→ Set problem
Copy the items verbatim, starting at their very first line and ending with the line that contains "x=252, y=148", with both of those lines included.

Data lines
* * * * *

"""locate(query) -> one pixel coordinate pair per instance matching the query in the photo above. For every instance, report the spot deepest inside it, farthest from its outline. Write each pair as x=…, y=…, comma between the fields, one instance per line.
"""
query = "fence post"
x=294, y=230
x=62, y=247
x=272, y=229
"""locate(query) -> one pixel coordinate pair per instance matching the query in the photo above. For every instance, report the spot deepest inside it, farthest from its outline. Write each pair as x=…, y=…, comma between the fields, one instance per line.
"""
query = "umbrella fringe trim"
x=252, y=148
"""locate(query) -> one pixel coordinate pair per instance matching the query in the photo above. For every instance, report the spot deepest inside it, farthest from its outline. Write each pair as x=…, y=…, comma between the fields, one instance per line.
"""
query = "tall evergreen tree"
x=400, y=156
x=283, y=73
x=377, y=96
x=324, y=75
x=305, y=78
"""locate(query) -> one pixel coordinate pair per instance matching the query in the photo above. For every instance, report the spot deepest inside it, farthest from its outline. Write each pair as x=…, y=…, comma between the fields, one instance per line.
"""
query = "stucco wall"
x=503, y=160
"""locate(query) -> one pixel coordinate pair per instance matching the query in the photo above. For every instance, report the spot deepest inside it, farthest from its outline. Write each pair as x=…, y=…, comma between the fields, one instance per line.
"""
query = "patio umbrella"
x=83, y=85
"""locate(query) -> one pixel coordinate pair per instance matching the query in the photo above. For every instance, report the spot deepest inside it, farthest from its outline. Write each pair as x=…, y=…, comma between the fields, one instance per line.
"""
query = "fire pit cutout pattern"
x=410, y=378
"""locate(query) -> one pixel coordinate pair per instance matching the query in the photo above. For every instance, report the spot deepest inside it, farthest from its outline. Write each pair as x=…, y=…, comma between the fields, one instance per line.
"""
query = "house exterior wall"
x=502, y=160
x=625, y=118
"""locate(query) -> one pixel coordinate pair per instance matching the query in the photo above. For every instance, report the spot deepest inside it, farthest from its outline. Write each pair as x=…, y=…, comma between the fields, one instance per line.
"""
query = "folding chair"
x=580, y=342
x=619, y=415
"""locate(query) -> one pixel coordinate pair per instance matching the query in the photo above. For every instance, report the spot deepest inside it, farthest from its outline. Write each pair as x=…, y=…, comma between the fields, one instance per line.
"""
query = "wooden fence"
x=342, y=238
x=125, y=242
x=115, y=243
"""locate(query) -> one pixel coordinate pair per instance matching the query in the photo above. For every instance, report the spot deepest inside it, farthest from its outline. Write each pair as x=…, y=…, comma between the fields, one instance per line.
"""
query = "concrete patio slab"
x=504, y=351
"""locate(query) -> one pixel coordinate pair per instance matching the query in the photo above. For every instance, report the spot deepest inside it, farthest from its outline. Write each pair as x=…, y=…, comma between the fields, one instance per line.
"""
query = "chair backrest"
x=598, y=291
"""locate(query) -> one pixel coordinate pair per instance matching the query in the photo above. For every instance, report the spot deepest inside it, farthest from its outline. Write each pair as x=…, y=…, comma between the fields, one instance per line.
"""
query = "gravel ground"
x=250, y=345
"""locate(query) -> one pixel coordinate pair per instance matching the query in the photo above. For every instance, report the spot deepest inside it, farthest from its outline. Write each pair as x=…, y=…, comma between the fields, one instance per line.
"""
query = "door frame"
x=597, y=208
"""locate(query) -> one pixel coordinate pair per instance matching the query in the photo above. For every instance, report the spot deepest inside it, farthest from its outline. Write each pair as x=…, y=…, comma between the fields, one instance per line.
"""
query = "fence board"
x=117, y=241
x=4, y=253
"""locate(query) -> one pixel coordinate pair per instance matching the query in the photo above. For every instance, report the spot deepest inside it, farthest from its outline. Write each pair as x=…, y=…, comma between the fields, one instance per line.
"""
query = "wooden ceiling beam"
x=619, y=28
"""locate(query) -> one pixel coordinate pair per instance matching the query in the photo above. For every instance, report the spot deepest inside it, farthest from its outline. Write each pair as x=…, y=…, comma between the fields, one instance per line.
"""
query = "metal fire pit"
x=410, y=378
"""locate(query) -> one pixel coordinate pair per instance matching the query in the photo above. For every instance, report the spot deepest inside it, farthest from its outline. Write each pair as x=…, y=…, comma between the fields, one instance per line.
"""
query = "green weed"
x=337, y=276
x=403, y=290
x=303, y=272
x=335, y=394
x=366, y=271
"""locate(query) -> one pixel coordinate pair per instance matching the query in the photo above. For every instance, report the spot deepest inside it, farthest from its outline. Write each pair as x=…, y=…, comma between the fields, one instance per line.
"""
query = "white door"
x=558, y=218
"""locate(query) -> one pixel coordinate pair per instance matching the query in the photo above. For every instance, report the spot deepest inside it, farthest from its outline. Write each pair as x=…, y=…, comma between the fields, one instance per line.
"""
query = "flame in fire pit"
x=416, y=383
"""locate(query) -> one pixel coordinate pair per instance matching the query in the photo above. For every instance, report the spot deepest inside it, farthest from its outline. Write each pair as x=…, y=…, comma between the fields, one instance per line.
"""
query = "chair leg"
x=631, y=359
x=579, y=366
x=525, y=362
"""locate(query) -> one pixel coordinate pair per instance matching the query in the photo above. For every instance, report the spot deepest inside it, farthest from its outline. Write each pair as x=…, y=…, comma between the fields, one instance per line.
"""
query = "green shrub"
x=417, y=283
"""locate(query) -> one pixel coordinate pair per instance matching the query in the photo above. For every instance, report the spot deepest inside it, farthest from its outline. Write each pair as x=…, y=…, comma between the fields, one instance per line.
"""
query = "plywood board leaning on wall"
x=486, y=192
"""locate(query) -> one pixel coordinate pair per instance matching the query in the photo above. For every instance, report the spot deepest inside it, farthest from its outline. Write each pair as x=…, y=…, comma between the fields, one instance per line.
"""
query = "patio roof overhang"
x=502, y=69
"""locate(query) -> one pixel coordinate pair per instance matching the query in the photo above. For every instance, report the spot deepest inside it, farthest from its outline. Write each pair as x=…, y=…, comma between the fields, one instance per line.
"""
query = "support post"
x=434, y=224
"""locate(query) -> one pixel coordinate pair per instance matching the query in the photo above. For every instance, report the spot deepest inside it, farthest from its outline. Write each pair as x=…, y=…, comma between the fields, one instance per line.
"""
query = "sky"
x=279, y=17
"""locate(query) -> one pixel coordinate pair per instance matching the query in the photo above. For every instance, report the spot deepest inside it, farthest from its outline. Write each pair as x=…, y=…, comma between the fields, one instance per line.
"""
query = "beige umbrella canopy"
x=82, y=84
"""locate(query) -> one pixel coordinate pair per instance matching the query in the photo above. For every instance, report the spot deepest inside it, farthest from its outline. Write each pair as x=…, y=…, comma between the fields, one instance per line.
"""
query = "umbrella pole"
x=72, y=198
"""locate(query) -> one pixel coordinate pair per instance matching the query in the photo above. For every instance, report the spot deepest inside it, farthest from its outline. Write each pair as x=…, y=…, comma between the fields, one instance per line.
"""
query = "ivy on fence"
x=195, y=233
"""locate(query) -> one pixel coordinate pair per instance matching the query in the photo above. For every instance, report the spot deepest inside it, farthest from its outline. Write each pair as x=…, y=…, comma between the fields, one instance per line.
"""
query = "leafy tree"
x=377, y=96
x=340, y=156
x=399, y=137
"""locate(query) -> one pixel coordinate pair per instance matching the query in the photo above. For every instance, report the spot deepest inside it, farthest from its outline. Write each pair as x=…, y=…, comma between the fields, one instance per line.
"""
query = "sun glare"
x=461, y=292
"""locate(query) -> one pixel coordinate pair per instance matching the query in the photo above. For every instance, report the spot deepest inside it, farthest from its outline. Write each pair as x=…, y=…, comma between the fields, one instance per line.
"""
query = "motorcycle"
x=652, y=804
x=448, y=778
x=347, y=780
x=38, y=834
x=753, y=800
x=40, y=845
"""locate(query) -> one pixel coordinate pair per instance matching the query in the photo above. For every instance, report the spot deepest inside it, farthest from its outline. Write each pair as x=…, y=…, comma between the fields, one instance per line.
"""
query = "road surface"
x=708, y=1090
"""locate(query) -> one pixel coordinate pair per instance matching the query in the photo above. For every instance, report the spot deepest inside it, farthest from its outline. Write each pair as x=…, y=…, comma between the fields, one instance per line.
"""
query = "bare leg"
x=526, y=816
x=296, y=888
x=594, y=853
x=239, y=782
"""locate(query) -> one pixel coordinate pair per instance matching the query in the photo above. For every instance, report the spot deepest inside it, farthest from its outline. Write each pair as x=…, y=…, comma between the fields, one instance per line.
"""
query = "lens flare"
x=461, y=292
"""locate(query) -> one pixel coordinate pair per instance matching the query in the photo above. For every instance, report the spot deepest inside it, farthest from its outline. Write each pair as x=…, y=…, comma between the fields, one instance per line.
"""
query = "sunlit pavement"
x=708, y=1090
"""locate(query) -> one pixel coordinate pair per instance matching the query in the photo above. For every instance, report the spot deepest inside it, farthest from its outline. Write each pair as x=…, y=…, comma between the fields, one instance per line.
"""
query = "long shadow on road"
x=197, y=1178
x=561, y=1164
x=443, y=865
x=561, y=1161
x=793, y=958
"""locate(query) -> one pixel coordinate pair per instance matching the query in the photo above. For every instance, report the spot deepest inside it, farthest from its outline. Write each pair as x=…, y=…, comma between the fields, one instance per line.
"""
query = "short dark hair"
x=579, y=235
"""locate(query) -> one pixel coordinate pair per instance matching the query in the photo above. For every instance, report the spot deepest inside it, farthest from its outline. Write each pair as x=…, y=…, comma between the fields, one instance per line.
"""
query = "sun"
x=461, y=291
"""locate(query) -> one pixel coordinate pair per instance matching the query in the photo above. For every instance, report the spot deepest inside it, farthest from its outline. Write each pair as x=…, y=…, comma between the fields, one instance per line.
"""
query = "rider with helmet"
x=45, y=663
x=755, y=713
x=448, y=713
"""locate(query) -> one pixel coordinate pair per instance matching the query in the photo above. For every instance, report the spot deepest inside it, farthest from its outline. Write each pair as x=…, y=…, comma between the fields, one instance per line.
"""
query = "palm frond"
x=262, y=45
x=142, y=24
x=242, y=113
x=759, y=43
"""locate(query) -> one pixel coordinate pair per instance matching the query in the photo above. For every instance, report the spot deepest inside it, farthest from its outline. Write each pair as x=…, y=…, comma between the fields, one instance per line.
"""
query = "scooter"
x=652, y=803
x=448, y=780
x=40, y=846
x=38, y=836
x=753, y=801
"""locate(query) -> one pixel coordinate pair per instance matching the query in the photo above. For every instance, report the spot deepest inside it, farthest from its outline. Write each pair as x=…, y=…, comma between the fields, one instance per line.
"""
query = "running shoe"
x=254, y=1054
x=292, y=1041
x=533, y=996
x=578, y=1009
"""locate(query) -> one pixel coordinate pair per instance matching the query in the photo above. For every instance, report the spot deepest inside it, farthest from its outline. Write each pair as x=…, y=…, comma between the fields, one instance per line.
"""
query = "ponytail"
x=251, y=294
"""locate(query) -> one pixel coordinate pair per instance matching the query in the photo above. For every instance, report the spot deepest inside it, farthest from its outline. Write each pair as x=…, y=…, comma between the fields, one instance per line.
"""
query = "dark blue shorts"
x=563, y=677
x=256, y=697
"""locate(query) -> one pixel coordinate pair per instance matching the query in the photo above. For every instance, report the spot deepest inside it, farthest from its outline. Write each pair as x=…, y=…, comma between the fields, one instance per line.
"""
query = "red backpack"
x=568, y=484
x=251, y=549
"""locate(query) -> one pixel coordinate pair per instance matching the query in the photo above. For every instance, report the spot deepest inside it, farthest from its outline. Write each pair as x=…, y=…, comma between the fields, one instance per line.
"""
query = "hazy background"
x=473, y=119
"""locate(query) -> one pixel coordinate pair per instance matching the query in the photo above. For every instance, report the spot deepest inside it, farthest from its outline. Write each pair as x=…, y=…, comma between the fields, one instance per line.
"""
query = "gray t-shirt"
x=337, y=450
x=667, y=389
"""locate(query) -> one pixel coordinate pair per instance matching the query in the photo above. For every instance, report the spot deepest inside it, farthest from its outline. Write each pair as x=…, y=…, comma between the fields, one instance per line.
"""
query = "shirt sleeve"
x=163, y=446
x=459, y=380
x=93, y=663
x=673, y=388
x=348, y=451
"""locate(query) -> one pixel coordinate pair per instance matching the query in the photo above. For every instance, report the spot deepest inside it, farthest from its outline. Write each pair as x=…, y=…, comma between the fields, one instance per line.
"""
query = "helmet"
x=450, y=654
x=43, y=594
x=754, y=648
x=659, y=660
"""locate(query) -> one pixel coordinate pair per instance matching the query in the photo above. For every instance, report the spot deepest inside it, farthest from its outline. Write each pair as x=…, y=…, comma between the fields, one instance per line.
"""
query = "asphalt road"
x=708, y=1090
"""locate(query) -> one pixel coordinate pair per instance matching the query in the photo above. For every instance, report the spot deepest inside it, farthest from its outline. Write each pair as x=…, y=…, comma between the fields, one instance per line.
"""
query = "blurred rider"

* * * * *

→ Exercise output
"""locate(query) -> one pixel coordinate pair per instance matching the query in the photo above. For every instance, report the spot deepest inside it, farthest from its outline. Write each pair as x=…, y=…, comma between the fields, one instance per line.
"""
query = "fence post"
x=294, y=230
x=62, y=247
x=272, y=229
"""locate(query) -> one pixel coordinate pair per instance matching the query in the photo above. For every instance, report the spot deepest inside it, farthest from its outline. Write each pair as x=…, y=…, comma between the fields, one instance per line.
"""
query = "umbrella fringe trim"
x=252, y=148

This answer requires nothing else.